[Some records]
++++++++++++++++++++

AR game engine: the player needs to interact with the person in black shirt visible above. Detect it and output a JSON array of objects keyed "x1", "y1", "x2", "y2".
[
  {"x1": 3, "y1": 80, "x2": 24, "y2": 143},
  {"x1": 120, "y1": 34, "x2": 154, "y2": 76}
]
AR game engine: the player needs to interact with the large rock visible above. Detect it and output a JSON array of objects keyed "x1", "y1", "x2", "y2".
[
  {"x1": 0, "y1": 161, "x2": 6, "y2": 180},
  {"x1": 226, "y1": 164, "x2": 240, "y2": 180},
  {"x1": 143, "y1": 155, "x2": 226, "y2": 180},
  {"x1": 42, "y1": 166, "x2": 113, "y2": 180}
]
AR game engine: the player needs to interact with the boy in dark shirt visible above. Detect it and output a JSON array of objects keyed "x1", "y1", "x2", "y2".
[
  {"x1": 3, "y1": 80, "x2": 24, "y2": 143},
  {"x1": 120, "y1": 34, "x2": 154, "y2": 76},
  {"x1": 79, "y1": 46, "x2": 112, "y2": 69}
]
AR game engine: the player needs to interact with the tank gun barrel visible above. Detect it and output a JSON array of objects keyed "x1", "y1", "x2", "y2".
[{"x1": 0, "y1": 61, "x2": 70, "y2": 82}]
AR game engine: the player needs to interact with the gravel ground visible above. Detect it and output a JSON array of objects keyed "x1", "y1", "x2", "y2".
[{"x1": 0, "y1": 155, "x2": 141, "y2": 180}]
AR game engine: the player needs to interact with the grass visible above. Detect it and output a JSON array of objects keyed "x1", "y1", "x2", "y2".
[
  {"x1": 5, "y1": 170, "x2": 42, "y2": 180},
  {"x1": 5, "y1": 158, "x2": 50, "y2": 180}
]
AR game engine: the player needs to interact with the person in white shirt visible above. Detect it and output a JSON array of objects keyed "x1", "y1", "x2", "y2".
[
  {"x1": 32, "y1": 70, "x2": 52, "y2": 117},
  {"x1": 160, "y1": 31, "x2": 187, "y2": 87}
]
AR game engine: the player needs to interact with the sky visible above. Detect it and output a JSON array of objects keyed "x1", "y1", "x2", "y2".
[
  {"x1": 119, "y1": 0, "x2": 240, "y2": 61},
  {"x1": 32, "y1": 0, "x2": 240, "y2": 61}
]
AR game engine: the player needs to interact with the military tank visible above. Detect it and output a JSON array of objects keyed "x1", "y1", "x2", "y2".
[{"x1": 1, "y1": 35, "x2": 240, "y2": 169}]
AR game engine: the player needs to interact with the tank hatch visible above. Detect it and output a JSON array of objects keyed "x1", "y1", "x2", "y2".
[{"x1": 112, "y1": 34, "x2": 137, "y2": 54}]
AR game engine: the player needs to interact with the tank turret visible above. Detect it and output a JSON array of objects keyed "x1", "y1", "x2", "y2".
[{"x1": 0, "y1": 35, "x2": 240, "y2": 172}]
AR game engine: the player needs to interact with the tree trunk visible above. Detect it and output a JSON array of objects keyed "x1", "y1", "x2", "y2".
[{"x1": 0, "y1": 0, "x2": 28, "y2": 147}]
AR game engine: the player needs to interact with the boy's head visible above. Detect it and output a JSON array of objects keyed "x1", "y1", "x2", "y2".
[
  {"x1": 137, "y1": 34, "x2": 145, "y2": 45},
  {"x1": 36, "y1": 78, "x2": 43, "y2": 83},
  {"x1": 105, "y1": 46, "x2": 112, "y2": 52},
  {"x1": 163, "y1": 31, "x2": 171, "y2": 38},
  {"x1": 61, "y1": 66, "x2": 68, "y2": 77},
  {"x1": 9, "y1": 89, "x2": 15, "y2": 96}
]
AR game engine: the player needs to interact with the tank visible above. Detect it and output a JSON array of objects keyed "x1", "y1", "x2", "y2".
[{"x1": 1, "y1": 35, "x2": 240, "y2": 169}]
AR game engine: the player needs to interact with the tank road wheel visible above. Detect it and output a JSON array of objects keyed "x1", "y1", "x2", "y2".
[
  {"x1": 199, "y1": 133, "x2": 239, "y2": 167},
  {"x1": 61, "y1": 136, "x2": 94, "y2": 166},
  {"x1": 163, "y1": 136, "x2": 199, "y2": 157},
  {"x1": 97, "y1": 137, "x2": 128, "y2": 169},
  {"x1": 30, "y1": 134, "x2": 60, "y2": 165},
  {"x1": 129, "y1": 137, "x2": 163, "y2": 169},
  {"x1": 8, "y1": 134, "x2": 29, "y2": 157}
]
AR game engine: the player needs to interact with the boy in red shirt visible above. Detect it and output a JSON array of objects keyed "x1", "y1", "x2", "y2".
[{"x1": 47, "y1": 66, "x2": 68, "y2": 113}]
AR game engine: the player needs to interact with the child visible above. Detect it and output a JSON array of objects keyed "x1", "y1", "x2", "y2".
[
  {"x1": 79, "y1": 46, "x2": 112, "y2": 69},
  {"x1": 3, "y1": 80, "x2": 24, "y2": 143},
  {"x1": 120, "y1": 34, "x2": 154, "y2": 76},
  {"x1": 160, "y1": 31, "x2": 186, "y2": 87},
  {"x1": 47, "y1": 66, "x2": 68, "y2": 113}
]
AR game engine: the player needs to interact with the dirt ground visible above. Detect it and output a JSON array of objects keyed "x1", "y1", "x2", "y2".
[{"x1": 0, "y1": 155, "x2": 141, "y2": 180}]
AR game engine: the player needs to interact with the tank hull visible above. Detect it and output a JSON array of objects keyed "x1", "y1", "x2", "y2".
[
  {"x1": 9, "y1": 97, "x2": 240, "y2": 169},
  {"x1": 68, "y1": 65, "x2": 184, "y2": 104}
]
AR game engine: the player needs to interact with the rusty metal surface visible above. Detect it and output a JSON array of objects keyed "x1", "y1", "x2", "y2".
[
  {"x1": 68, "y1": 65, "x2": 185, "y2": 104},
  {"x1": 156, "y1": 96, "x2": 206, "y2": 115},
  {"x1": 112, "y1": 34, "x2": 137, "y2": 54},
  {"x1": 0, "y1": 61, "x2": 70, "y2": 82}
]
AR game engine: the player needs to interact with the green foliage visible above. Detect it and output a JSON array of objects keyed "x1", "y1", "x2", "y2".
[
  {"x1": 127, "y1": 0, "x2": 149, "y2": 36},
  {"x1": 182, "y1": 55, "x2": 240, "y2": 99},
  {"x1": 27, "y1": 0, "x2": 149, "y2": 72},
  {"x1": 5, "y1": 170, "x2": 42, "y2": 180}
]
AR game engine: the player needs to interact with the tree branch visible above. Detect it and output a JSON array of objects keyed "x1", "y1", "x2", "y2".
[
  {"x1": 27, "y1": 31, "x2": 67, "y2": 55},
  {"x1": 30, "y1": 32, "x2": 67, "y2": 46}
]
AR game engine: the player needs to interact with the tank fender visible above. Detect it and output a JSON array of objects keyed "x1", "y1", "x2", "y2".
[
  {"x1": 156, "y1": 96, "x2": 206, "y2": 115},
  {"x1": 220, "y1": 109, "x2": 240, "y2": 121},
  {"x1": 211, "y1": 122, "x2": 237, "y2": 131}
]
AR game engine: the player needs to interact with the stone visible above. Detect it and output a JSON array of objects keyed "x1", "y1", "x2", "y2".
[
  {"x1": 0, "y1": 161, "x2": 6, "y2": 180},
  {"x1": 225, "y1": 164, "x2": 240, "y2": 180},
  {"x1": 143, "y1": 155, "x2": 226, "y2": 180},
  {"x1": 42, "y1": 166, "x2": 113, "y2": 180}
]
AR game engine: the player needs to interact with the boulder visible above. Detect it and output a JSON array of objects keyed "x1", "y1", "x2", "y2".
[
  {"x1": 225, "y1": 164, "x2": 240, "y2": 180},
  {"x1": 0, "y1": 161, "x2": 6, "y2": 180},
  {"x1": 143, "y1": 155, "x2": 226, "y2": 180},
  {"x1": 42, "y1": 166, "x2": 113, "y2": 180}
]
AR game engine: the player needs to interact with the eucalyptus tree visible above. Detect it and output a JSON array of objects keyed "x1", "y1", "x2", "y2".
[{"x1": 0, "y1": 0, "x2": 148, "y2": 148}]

++++++++++++++++++++

■ Work instructions ■
Report each line of the entries above that contains the word "tree", copying every such line in full.

■ Task response ■
AR game engine: the player needs to interact with the tree trunk visible above. Detect it and output a JSON array of objects keyed "x1", "y1", "x2", "y2".
AR game engine: the player needs to interact with the tree branch visible above. Detect it and output a JSON array of objects keyed "x1", "y1", "x2", "y2".
AR game engine: the player needs to interact with the eucalyptus tree visible above. Detect it and output a JSON array of objects keyed "x1", "y1", "x2", "y2".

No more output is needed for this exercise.